Natural-language object grounding data:
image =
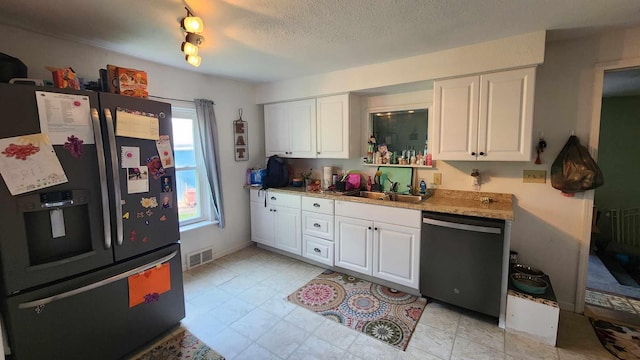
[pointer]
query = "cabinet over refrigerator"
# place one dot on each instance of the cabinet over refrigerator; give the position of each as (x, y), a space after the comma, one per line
(89, 247)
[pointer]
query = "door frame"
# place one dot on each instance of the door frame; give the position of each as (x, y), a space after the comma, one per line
(594, 137)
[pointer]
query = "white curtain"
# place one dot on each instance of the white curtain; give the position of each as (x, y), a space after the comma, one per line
(208, 130)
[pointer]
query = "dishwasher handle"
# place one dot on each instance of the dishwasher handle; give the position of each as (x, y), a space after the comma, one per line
(459, 226)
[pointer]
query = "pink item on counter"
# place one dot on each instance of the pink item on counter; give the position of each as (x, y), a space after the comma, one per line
(352, 182)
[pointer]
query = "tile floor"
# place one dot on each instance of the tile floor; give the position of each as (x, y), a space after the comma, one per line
(236, 305)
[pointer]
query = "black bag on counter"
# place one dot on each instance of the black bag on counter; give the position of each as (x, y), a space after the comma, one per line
(11, 67)
(574, 170)
(277, 173)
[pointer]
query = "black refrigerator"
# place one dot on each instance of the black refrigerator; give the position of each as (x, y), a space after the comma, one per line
(91, 266)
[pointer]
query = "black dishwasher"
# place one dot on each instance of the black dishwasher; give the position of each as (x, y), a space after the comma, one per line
(461, 261)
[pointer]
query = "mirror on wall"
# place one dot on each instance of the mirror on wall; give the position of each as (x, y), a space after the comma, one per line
(400, 130)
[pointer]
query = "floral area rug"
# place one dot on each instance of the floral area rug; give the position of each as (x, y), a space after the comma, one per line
(179, 345)
(381, 312)
(620, 340)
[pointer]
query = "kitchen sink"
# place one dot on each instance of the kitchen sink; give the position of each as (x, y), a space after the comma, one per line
(388, 196)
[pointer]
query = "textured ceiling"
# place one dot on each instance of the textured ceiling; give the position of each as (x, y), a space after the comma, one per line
(270, 40)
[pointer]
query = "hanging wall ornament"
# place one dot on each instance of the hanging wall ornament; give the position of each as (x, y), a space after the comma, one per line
(241, 137)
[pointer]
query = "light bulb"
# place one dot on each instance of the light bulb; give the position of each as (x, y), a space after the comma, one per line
(194, 60)
(189, 48)
(192, 24)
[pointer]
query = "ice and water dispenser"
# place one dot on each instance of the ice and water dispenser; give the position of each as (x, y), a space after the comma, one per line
(57, 226)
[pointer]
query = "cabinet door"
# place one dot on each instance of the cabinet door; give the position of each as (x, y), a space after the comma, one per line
(506, 115)
(354, 244)
(333, 127)
(455, 119)
(276, 130)
(302, 125)
(261, 223)
(396, 254)
(287, 233)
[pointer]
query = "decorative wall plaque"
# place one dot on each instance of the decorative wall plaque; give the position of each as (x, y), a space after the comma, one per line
(241, 138)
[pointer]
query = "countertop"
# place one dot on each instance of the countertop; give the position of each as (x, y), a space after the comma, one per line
(441, 200)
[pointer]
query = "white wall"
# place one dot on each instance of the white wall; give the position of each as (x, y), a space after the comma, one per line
(38, 51)
(517, 51)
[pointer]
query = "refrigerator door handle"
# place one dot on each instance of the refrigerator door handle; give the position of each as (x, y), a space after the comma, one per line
(80, 290)
(102, 168)
(117, 191)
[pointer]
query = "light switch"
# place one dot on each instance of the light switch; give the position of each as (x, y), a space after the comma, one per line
(437, 178)
(534, 176)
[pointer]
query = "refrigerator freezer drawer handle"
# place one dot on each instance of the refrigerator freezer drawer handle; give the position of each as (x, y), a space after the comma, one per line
(458, 226)
(102, 169)
(56, 204)
(117, 191)
(80, 290)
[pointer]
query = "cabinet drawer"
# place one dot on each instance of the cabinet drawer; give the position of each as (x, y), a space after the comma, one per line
(380, 213)
(319, 225)
(318, 205)
(286, 200)
(317, 249)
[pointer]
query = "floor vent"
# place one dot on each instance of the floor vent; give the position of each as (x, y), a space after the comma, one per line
(199, 258)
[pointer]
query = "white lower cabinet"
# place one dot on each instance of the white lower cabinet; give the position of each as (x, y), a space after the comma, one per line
(317, 229)
(396, 252)
(386, 245)
(386, 251)
(287, 234)
(354, 244)
(261, 223)
(317, 249)
(276, 222)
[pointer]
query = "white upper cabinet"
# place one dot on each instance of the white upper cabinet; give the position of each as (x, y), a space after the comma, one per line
(290, 129)
(338, 127)
(487, 117)
(326, 127)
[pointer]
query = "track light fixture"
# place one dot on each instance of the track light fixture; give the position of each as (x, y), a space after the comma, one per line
(194, 60)
(193, 25)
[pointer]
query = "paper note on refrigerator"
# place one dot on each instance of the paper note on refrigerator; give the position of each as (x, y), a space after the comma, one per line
(130, 156)
(29, 163)
(164, 150)
(147, 287)
(137, 125)
(137, 180)
(63, 115)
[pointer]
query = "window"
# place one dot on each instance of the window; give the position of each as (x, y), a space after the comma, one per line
(193, 195)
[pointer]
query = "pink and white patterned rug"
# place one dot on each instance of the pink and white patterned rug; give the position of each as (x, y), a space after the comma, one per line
(384, 313)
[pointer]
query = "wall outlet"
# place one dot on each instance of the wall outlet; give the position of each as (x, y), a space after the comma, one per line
(437, 178)
(534, 176)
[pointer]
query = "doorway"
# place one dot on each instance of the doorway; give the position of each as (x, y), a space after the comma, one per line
(609, 272)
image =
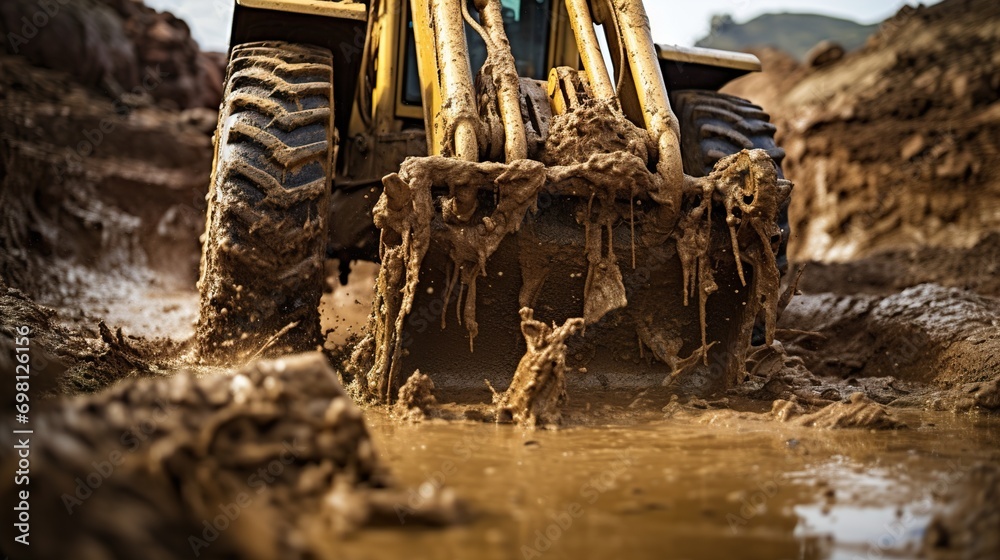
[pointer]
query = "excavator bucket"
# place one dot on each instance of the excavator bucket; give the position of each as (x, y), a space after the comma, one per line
(582, 256)
(661, 295)
(585, 259)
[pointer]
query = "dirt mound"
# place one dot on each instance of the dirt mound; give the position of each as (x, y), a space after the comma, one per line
(893, 146)
(91, 186)
(943, 337)
(120, 46)
(272, 461)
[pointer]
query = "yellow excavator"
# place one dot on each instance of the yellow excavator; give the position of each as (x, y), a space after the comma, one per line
(509, 163)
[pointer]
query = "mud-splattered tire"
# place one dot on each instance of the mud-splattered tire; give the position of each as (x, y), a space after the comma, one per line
(262, 260)
(715, 125)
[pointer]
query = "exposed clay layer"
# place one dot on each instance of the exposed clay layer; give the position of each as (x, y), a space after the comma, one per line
(945, 337)
(281, 435)
(538, 391)
(858, 411)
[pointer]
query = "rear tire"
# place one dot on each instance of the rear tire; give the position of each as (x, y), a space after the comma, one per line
(715, 125)
(265, 242)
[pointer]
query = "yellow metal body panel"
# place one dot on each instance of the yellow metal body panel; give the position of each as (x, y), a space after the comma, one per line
(347, 10)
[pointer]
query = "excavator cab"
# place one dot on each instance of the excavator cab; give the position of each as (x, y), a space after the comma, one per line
(506, 171)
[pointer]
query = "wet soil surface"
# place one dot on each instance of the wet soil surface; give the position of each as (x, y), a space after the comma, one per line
(868, 429)
(700, 484)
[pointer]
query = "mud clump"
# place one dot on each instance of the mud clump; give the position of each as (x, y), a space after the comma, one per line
(416, 397)
(538, 391)
(858, 411)
(946, 339)
(70, 361)
(280, 439)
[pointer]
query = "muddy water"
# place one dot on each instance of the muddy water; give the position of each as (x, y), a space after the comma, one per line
(714, 485)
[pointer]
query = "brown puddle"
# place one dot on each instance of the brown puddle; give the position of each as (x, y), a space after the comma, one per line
(709, 486)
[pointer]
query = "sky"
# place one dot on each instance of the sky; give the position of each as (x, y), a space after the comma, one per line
(680, 22)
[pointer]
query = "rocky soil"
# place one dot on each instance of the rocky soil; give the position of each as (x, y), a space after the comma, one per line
(893, 150)
(893, 146)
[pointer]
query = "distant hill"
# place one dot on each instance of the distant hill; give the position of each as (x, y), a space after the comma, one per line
(792, 33)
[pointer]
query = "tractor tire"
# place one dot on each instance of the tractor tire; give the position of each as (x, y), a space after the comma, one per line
(715, 125)
(262, 267)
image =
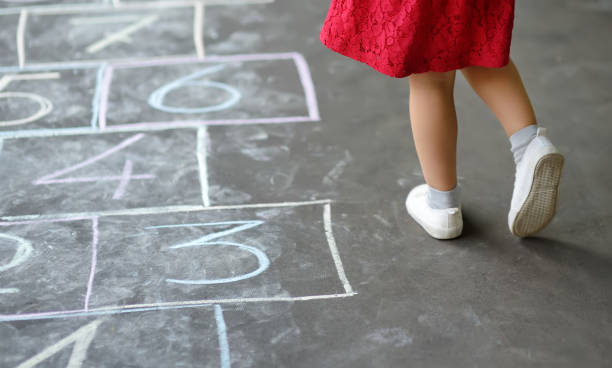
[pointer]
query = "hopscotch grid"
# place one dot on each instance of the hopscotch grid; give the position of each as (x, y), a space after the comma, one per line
(100, 100)
(52, 73)
(144, 127)
(21, 220)
(132, 308)
(302, 67)
(154, 210)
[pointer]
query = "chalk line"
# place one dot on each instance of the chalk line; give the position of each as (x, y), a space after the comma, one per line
(157, 210)
(163, 306)
(95, 102)
(122, 34)
(77, 21)
(198, 23)
(45, 107)
(50, 66)
(28, 222)
(309, 92)
(94, 259)
(334, 250)
(9, 291)
(222, 336)
(91, 160)
(147, 127)
(81, 338)
(104, 90)
(125, 179)
(23, 16)
(120, 6)
(8, 78)
(202, 146)
(169, 60)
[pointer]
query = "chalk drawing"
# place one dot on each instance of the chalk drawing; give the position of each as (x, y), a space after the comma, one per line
(222, 336)
(156, 100)
(135, 308)
(122, 35)
(333, 249)
(202, 146)
(23, 16)
(117, 5)
(204, 241)
(198, 28)
(94, 258)
(45, 106)
(23, 250)
(14, 220)
(123, 180)
(81, 338)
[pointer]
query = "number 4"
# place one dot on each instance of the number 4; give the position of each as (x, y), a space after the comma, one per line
(123, 179)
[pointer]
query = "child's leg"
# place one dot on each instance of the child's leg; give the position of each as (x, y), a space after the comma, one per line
(434, 127)
(503, 91)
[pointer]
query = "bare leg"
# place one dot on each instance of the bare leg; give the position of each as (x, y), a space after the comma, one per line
(434, 126)
(503, 91)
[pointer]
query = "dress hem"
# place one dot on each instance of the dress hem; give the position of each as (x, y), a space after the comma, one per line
(405, 74)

### WORK REQUEST
Where the line containing "# place one dot on each instance of the dress" appears, start copying, and go on exactly through the last line of the data.

### ANSWER BOX
# place one dot on each instance of the dress hem; give the position of each as (x, y), a space after the comma, one per line
(405, 74)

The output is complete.